## What is expected
Here are some records. Transcribe all of them exactly.

-- The data follows --

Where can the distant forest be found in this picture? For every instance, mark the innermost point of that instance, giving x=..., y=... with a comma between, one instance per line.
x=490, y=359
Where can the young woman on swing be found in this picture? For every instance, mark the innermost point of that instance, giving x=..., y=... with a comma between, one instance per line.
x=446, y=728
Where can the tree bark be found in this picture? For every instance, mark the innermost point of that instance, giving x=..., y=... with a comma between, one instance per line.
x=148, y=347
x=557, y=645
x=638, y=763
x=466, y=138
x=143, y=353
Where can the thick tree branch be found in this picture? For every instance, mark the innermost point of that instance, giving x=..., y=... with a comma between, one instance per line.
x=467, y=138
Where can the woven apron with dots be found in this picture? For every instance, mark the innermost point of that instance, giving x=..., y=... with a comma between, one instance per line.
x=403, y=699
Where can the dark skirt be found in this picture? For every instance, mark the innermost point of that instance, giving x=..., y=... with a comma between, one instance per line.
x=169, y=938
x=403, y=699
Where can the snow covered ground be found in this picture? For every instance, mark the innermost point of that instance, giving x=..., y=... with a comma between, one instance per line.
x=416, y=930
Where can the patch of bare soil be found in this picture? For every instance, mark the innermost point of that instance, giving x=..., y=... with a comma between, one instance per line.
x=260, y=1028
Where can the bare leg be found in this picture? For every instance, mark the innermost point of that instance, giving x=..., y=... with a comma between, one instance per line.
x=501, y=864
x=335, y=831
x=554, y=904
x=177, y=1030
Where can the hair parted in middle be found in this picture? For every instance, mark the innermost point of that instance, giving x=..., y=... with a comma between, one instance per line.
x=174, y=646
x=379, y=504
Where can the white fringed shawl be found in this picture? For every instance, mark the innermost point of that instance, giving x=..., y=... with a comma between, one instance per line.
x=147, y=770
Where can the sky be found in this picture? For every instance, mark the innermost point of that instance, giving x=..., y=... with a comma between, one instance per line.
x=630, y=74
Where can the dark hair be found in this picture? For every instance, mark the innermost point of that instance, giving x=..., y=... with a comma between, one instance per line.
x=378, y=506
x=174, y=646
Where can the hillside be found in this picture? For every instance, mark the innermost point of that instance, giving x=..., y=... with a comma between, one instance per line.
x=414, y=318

-- The data concluded --

## Worked solution
Where can the distant forest be found in this picture? For every instance, mark the innermost point of that instance, giving x=..., y=... with a comma between, one instance per line.
x=490, y=359
Where can the young woman on swing be found in this picture? For every instance, mark the innermost point of that instance, giving x=..., y=... with a comma between, one instance per line.
x=446, y=728
Where can the tree bark be found in this picture? For every instance, mark the innermost point of that instance, giving x=..., y=... with a comma between, one instance per line.
x=148, y=347
x=557, y=645
x=638, y=763
x=466, y=138
x=143, y=353
Where can the thick tree branch be found in this picture? For every instance, mark the innermost point of that instance, giving x=..., y=... with a comma between, one instance per line.
x=467, y=138
Where can the woven apron with dots be found in this picture? For every instance, mark the innermost point of that instance, giving x=..., y=... with a comma between, one instance per line.
x=403, y=699
Where can the dark skirt be found in this picture? For every instance, mark the innermost point of that instance, giving x=..., y=... with a comma between, one instance per line.
x=169, y=938
x=403, y=699
Where can the snow covered ground be found in this picture? For every instance, mark the innermost point of that instance, giving x=..., y=... with a comma between, one instance per line.
x=416, y=930
Where can the patch of bare soil be found in this picture? For every instance, mark the innermost point of that instance, giving x=..., y=... with a comma between, one instance per line.
x=260, y=1028
Where can the bare leg be found in this picture? For every instance, mark the innermost point of that instance, giving x=..., y=... with a comma between, one instance per line.
x=501, y=864
x=335, y=831
x=554, y=904
x=177, y=1030
Where can the hair parted in middle be found in this picture? For every instance, mark the innermost point of that instance, giving x=..., y=... with a comma between, one instance per line.
x=174, y=646
x=379, y=504
Where can the white fringed shawl be found in this picture? For every instance, mark the innermost point of that instance, giving x=..., y=... with a comma between, one instance per line.
x=147, y=770
Where can the sky be found in this picture? For every instance, mark the innermost point of that instance, giving x=..., y=... with a comma between, one instance per line.
x=630, y=74
Where can the dark hair be found in this picture? For every instance, mark the innermost point of that instance, giving x=..., y=... with a comma between, one instance per line.
x=378, y=506
x=174, y=646
Where can the hillside be found in this picture? For every instance, mark the innermost point of that instance, giving x=..., y=... with a comma between, one instance per line.
x=414, y=318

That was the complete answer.